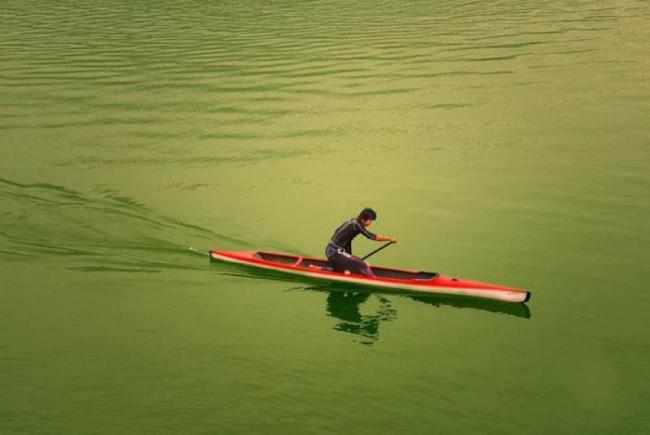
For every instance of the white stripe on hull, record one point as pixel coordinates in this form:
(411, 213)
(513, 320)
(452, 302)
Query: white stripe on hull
(502, 295)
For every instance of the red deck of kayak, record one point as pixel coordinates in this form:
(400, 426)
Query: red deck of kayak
(398, 279)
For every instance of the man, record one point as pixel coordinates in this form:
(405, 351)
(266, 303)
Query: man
(339, 249)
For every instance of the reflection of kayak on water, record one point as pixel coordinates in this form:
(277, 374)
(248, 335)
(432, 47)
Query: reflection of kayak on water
(385, 278)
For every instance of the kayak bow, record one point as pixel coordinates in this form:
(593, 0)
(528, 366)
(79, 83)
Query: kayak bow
(387, 278)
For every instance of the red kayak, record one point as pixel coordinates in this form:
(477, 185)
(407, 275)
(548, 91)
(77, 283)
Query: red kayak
(395, 279)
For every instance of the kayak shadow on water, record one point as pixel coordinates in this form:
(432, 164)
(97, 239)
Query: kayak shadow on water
(347, 302)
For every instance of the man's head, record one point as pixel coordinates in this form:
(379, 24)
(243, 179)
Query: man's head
(367, 217)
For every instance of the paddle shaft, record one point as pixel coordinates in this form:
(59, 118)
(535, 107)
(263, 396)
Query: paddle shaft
(377, 250)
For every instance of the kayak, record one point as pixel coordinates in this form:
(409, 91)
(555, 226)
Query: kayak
(385, 278)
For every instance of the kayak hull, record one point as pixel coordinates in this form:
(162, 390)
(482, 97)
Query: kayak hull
(391, 279)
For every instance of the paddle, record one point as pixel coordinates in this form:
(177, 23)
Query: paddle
(378, 249)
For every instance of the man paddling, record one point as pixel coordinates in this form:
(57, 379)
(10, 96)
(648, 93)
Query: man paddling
(339, 249)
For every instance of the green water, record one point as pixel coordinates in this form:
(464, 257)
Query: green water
(503, 141)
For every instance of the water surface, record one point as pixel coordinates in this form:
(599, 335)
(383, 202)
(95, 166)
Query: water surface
(500, 141)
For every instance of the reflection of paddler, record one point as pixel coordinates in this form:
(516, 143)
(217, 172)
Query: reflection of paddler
(346, 307)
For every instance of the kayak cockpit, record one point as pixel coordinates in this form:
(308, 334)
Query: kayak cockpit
(272, 257)
(315, 263)
(382, 272)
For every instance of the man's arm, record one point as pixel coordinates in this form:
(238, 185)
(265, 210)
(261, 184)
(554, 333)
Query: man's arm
(385, 239)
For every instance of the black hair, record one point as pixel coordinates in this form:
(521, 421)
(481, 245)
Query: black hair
(367, 213)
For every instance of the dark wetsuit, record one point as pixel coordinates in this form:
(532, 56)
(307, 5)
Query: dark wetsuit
(339, 249)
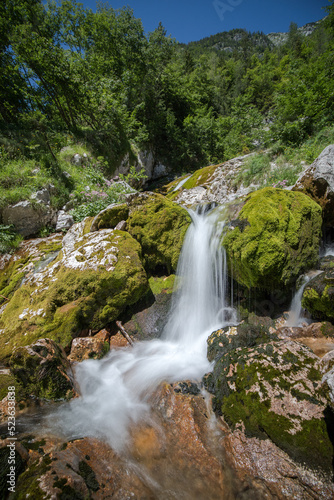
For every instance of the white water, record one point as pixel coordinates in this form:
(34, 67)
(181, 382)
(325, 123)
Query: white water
(296, 317)
(114, 391)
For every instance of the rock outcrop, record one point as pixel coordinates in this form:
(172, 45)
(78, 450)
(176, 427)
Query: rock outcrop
(273, 238)
(318, 182)
(274, 391)
(30, 216)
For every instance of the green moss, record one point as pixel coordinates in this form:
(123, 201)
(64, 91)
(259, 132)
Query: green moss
(163, 284)
(5, 382)
(28, 483)
(245, 381)
(278, 241)
(318, 299)
(159, 225)
(75, 300)
(110, 217)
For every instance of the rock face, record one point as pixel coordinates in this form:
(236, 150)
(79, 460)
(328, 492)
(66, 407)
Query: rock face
(42, 370)
(93, 279)
(318, 296)
(274, 391)
(159, 225)
(261, 470)
(273, 239)
(28, 217)
(318, 182)
(210, 184)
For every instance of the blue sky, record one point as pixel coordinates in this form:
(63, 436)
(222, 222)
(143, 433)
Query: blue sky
(189, 20)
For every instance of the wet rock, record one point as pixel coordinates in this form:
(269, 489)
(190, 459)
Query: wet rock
(151, 318)
(94, 278)
(28, 218)
(84, 468)
(110, 217)
(261, 470)
(254, 331)
(42, 370)
(318, 296)
(274, 391)
(64, 221)
(88, 348)
(159, 225)
(318, 182)
(280, 242)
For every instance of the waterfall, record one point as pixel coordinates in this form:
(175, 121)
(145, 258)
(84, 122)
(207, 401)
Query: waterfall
(296, 317)
(115, 390)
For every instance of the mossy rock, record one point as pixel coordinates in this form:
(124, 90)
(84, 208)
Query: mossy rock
(110, 217)
(94, 278)
(42, 370)
(274, 391)
(159, 225)
(30, 256)
(254, 332)
(318, 296)
(274, 239)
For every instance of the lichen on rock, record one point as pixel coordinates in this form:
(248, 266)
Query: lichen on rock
(94, 278)
(274, 239)
(274, 391)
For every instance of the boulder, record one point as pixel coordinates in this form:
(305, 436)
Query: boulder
(318, 296)
(88, 348)
(274, 391)
(274, 238)
(317, 181)
(159, 225)
(64, 221)
(93, 279)
(110, 217)
(30, 217)
(42, 370)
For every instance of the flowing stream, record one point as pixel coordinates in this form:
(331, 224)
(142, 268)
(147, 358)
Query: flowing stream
(296, 317)
(115, 390)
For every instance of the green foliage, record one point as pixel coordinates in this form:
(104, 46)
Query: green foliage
(9, 239)
(134, 177)
(95, 201)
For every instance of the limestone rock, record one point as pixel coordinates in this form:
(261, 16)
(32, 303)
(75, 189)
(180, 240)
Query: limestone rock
(318, 182)
(274, 391)
(28, 218)
(88, 348)
(265, 472)
(274, 238)
(110, 217)
(93, 279)
(43, 370)
(159, 225)
(318, 296)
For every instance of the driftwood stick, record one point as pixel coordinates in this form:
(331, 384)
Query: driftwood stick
(123, 332)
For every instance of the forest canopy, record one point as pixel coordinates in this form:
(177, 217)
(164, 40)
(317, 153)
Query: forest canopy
(101, 79)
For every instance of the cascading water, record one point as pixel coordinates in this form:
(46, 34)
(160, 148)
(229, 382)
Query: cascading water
(296, 317)
(114, 391)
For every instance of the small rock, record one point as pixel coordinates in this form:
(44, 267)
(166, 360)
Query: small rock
(64, 221)
(88, 348)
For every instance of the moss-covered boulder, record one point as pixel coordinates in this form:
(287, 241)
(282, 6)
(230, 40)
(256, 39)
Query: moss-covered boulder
(255, 331)
(274, 239)
(159, 225)
(274, 391)
(93, 279)
(110, 216)
(318, 296)
(42, 370)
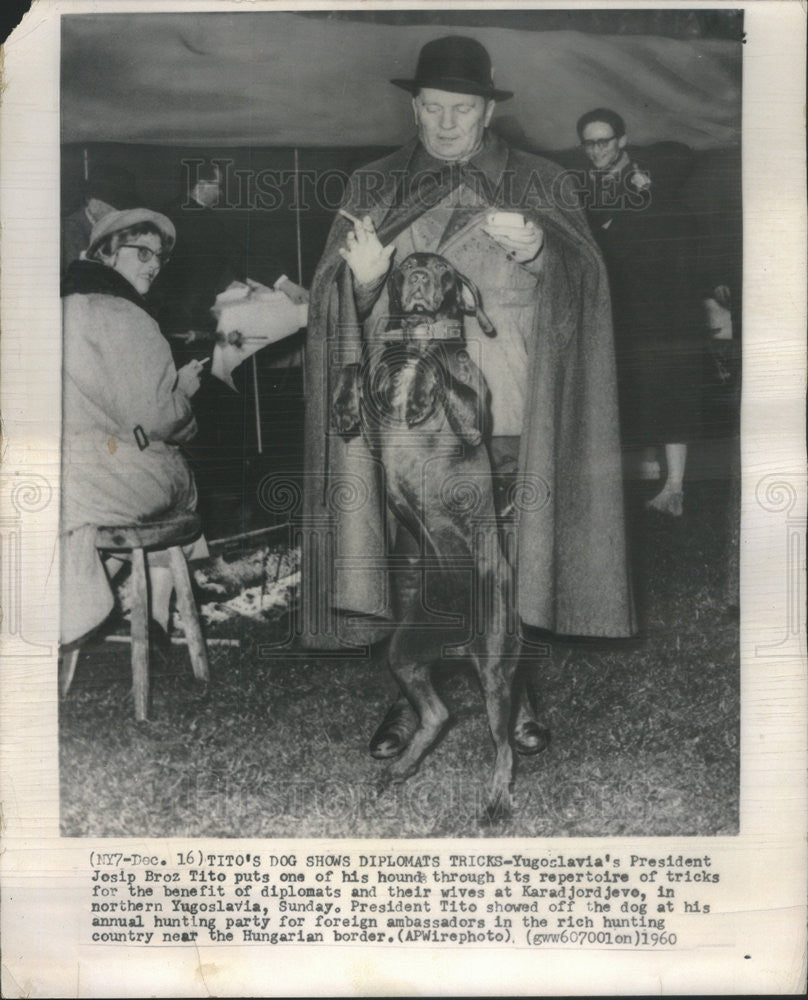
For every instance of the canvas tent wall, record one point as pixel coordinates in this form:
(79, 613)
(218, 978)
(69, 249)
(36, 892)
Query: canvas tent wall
(293, 102)
(279, 92)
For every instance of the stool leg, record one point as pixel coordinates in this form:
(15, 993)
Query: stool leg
(140, 634)
(190, 615)
(67, 668)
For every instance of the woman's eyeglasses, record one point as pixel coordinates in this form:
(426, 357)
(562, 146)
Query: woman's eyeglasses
(598, 144)
(145, 254)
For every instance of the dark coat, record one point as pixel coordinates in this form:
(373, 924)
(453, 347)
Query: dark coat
(649, 249)
(571, 561)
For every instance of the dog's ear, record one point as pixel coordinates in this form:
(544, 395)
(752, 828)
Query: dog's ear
(451, 288)
(473, 304)
(395, 286)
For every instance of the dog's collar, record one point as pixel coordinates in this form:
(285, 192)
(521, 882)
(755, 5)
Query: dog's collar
(428, 329)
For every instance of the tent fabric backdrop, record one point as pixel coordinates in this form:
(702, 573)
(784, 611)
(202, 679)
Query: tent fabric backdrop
(280, 79)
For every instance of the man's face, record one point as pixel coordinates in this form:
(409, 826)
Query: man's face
(208, 191)
(602, 146)
(451, 126)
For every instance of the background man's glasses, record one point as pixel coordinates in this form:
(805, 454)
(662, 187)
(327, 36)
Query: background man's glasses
(145, 254)
(598, 144)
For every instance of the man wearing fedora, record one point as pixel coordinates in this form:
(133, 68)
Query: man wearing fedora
(510, 222)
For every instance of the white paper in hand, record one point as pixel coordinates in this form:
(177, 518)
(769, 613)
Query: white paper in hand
(260, 315)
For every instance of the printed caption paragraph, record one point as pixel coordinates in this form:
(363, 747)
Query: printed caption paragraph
(555, 900)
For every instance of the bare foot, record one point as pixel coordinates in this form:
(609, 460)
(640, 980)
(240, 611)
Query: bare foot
(667, 502)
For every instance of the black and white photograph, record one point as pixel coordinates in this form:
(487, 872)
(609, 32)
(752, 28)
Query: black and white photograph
(403, 498)
(400, 488)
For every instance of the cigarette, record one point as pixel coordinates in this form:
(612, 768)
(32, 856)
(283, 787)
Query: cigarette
(351, 218)
(357, 222)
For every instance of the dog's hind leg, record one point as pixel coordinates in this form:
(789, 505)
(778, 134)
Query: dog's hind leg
(410, 663)
(496, 670)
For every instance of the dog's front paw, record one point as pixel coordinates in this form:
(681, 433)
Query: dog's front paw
(345, 415)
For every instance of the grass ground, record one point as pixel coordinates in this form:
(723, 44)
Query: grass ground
(644, 732)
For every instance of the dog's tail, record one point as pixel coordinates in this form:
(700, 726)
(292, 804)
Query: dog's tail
(486, 325)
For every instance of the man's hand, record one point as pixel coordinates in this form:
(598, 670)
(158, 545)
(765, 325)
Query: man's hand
(521, 239)
(188, 377)
(295, 293)
(366, 257)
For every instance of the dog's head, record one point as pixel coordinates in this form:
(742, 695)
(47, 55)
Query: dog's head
(425, 286)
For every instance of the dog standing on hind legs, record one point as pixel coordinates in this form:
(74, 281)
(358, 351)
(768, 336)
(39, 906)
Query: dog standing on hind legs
(422, 406)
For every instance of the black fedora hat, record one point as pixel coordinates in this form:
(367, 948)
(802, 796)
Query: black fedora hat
(457, 64)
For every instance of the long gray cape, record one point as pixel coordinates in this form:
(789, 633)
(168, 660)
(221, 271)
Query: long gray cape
(571, 564)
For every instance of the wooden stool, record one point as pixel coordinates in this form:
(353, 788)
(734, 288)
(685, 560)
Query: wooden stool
(137, 539)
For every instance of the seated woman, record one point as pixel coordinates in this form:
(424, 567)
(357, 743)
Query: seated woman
(126, 409)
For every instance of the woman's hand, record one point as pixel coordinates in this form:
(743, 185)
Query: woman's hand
(364, 254)
(188, 377)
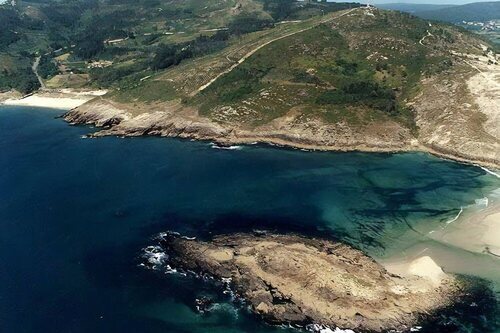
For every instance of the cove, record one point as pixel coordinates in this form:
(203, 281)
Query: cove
(76, 213)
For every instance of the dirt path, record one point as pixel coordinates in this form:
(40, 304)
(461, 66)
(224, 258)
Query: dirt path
•••
#### BRIEF
Extract the material, reproducing each line without change, from the line with "For every instance of the cove, record" through the last line of the material.

#### OUTPUT OF THE EXERCISE
For every instance of the cove, record one point as pixel coordinates in this form:
(203, 281)
Query: cove
(76, 213)
For every instance of the dirt path, record one point as pixel coordinates in this form:
(40, 304)
(461, 66)
(224, 258)
Query: dirt path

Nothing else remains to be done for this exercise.